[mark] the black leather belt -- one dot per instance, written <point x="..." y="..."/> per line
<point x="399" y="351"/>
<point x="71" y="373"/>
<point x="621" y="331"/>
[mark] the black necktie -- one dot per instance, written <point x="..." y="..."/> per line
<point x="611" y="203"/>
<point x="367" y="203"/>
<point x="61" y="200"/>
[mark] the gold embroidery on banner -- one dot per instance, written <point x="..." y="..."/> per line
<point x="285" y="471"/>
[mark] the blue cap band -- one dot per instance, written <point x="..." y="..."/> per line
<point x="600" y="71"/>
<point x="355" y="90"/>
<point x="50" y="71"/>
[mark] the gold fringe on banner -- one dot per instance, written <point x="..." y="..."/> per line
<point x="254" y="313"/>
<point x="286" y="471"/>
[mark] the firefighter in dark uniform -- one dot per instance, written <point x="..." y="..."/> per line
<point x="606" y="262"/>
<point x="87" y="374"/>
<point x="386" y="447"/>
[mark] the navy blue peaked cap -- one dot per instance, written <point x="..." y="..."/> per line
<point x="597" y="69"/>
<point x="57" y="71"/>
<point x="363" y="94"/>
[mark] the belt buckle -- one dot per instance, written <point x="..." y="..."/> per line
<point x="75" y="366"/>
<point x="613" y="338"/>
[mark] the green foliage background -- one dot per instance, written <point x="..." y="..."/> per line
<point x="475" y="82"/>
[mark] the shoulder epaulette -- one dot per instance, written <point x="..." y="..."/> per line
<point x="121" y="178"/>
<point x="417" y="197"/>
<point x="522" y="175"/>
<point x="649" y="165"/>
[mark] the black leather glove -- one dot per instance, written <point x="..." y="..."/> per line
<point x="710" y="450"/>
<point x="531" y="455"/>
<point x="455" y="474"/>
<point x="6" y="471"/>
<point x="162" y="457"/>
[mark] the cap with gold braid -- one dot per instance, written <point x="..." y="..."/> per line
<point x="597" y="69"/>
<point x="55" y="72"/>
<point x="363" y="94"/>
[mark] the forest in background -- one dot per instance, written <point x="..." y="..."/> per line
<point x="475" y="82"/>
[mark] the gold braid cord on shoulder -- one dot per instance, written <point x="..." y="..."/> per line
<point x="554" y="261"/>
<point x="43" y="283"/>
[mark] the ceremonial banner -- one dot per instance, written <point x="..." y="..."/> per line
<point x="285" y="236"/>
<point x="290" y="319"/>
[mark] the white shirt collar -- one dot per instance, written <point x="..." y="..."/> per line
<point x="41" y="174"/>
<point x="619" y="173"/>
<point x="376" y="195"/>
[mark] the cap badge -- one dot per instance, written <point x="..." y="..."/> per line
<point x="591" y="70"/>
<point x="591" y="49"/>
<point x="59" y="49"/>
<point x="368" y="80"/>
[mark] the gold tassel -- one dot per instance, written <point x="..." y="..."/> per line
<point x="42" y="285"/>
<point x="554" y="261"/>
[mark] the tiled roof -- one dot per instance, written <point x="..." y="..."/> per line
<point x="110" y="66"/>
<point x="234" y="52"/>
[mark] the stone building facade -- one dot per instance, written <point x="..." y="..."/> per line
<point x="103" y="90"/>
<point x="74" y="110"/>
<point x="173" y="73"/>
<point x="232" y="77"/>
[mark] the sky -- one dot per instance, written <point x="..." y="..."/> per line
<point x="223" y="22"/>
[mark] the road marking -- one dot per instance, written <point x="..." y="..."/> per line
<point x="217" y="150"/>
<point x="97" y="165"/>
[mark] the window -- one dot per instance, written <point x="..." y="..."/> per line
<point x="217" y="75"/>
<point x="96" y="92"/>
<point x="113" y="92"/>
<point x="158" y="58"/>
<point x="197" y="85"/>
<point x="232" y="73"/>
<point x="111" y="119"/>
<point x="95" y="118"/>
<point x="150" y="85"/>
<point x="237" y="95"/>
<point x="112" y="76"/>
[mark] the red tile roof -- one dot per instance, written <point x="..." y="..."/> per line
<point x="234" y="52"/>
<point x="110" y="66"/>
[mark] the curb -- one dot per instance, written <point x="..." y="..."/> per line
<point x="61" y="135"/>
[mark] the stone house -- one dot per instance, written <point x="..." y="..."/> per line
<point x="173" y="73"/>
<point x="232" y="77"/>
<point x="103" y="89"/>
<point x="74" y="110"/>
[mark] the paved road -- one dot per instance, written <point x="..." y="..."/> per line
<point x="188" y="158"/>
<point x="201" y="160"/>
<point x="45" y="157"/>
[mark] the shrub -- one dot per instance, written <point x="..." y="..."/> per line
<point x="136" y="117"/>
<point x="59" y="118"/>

**********

What the task requires:
Reproduce the full listing exactly.

Solution:
[mark] the black leather belt -- one dot per instance, written <point x="..." y="..."/> per line
<point x="399" y="351"/>
<point x="71" y="373"/>
<point x="621" y="331"/>
[mark] the black necktie -- one dot per instance, written <point x="..." y="..."/> per line
<point x="611" y="203"/>
<point x="367" y="203"/>
<point x="61" y="200"/>
[mark] the gold embroidery on banner -- one dot per instance, written <point x="..." y="..."/> per line
<point x="285" y="471"/>
[mark] the blue cap band -- one dot per instance, written <point x="..." y="..."/> per line
<point x="600" y="71"/>
<point x="355" y="90"/>
<point x="50" y="71"/>
[mark] the gold fringe on banner -- one dot per instance, written <point x="..." y="..."/> per line
<point x="254" y="313"/>
<point x="286" y="471"/>
[mark] the firefighter in dark uniform -- one dot per instance, written <point x="..." y="..."/> per line
<point x="606" y="262"/>
<point x="87" y="374"/>
<point x="386" y="447"/>
[mark] the navy blue peaked cap -- one dot per instance, written <point x="..." y="..."/> per line
<point x="597" y="69"/>
<point x="57" y="71"/>
<point x="363" y="94"/>
[mark] the belt buckle -- one dot per instance, written <point x="..." y="..."/> per line
<point x="75" y="366"/>
<point x="613" y="338"/>
[mark] the green foliage background -- one dot per instance, written <point x="..." y="..."/> per line
<point x="475" y="82"/>
[mark] the shoulder epaulette -- one dot per instance, written <point x="..." y="..."/> per line
<point x="121" y="178"/>
<point x="417" y="197"/>
<point x="522" y="175"/>
<point x="649" y="165"/>
[mark] the black leather glove -- one dot per instance, written <point x="..." y="..."/> per line
<point x="710" y="450"/>
<point x="531" y="455"/>
<point x="455" y="474"/>
<point x="6" y="471"/>
<point x="162" y="457"/>
[mark] the cap with gold braid -- one dot per instance, written <point x="..." y="..."/> per line
<point x="597" y="69"/>
<point x="55" y="72"/>
<point x="363" y="94"/>
[mark] the forest in background -- one dot per instance, written <point x="..." y="..."/> per line
<point x="475" y="82"/>
[mark] the gold braid cord on shoulder -- one dot per instance, written <point x="..." y="..."/> per line
<point x="554" y="261"/>
<point x="43" y="283"/>
[mark] the ceremonial banner -- one dot per instance, written <point x="..." y="..."/> per line
<point x="285" y="236"/>
<point x="290" y="319"/>
[mark] the white shirt collar -- one dot per instance, written <point x="..." y="..."/> per line
<point x="41" y="174"/>
<point x="619" y="173"/>
<point x="376" y="195"/>
[mark] the cap badge -- one dot per instance, written <point x="..." y="..."/> per line
<point x="591" y="70"/>
<point x="591" y="49"/>
<point x="59" y="49"/>
<point x="368" y="80"/>
[mark] the gold tassel -- one dot per instance, written <point x="..." y="..."/> per line
<point x="42" y="285"/>
<point x="554" y="261"/>
[mark] the tiled roof -- one dot per instance, written <point x="..." y="..."/> per line
<point x="110" y="66"/>
<point x="234" y="52"/>
[mark] the stone building facade -- one dot per instance, written <point x="..." y="..."/> per line
<point x="103" y="90"/>
<point x="74" y="110"/>
<point x="173" y="73"/>
<point x="232" y="77"/>
[mark] the sky -- one dot per instance, written <point x="..." y="..."/> per line
<point x="223" y="22"/>
[mark] the road marking -- one dot per instance, written <point x="..." y="..."/> per line
<point x="217" y="150"/>
<point x="97" y="165"/>
[mark] the window -- one dot per instance, written <point x="..." y="..."/> per line
<point x="217" y="75"/>
<point x="96" y="92"/>
<point x="113" y="92"/>
<point x="158" y="58"/>
<point x="197" y="85"/>
<point x="232" y="73"/>
<point x="111" y="119"/>
<point x="95" y="118"/>
<point x="150" y="85"/>
<point x="237" y="95"/>
<point x="112" y="76"/>
[mark] the red tile roof -- one dot per instance, written <point x="..." y="..."/> per line
<point x="234" y="52"/>
<point x="110" y="66"/>
[mark] the curb -- one dot per instance, written <point x="..." y="..."/> per line
<point x="61" y="135"/>
[mark] the stone house -- one dot per instance, written <point x="..." y="..."/> per line
<point x="173" y="73"/>
<point x="232" y="77"/>
<point x="103" y="89"/>
<point x="74" y="110"/>
[mark] the paved road -- one dot per instance, written <point x="..." y="..."/> per line
<point x="188" y="158"/>
<point x="201" y="160"/>
<point x="45" y="157"/>
[mark] the shrub -- one dot per instance, written <point x="..." y="..."/> per line
<point x="136" y="117"/>
<point x="59" y="118"/>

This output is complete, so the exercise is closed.